BRIEF :: In the article on constitutional amendments, condense the paragraph that begins "Ever since the publication" into a short bulleted list that keeps its main facts.

GIVEN PASSAGE ::
Constitutional Amendments:
Setting the record straight


( By ZAIN SHEIKH)

(Article published in the Daily The News dated April 6, 2008)

 

Venerable Justice (retd) Bhagwan Das, in his well received article entitled "Who can Alter Basic Law", published in the Dawn on the 14th of February, 2007, has extrapolated, from the body of Pakistani case law on the Constitution, as follows :

(a) "…..On no pretext could a 'permanent change' in the Constitution be countenanced either at the behest of the President or a court".

(b) The Supreme Court has conceded the power of an individual, such as the President and/or CMLA, to amend the constitution in periods of constitutional deviation.

(c) However, the validity of such amendments is coterminous with the period of constitutional deviation. They "….can have no effect after the revival of the Constitution."

Justice Bhagwan Das made his extrapolations, from the case law and practice in Pakistan, in absolute good faith and they must be read and understood in the light of the first paragraph of his article, wherein he has clearly stated that he was only going to deal with the legal effect of the revocation of the Proclamation of emergency and PCO on the 15th of December, 2007 and not the legality or justification for the same.

Ever since the publication of Justice Bhagwan Das' article constitutional experts have begun to refer to amendments in the Constitution passed, in accordance with Article 239 of the Constitution, by a majority of 2/3 of the total number of members of both Houses as being 'permanent amendments'. Thus allowing one to draw the implicit inference that there exists, in law, a second category of 'temporary amendments' to the Constitution. Such an inference has also led experts to discuss the possible duration of such purported amendments to the Constitution.

On the 15th of March, 2008 five (5) former Chief Justices of Pakistan and Sixteen (16) retired judges issued a joint statement affirming that :

(a) the removal of judges under the Emergency Decree of the 3rd of November, 2007 was unconstitutional and in violation of Article 209 of the Constitution which provides that judges of the superior courts can only be removed by reference to the Supreme Judicial Council.

(b) the signatories were of the view that only a resolution, passed by simple majority, by the National Assembly would be more than sufficient to

authorise the Executive to take immediate obligatory measures under Article 5 and 190 of the Constitution to reinstate the deposed judges.

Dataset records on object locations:
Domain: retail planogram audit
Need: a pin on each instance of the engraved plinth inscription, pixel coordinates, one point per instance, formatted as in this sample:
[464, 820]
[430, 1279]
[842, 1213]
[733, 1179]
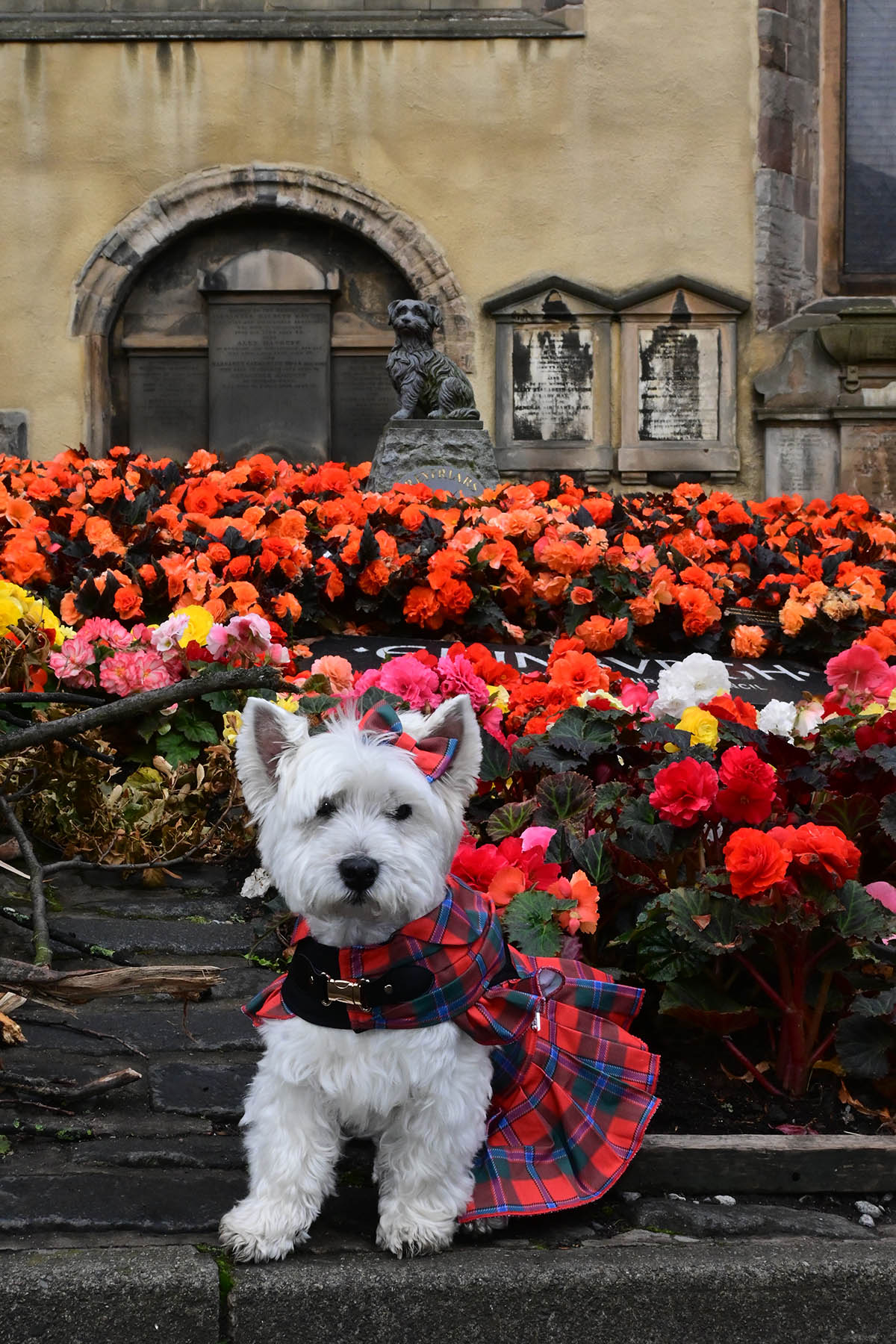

RESULT OF THIS EXERCISE ::
- Since Justice Bhagwan Das' article appeared, constitutional experts have called amendments passed under Article 239 by a two-thirds majority of the total members of both Houses "permanent amendments."
- This usage implies that the law recognizes a second category of "temporary amendments" to the Constitution.
- That inference has led experts to discuss how long such purported amendments might last.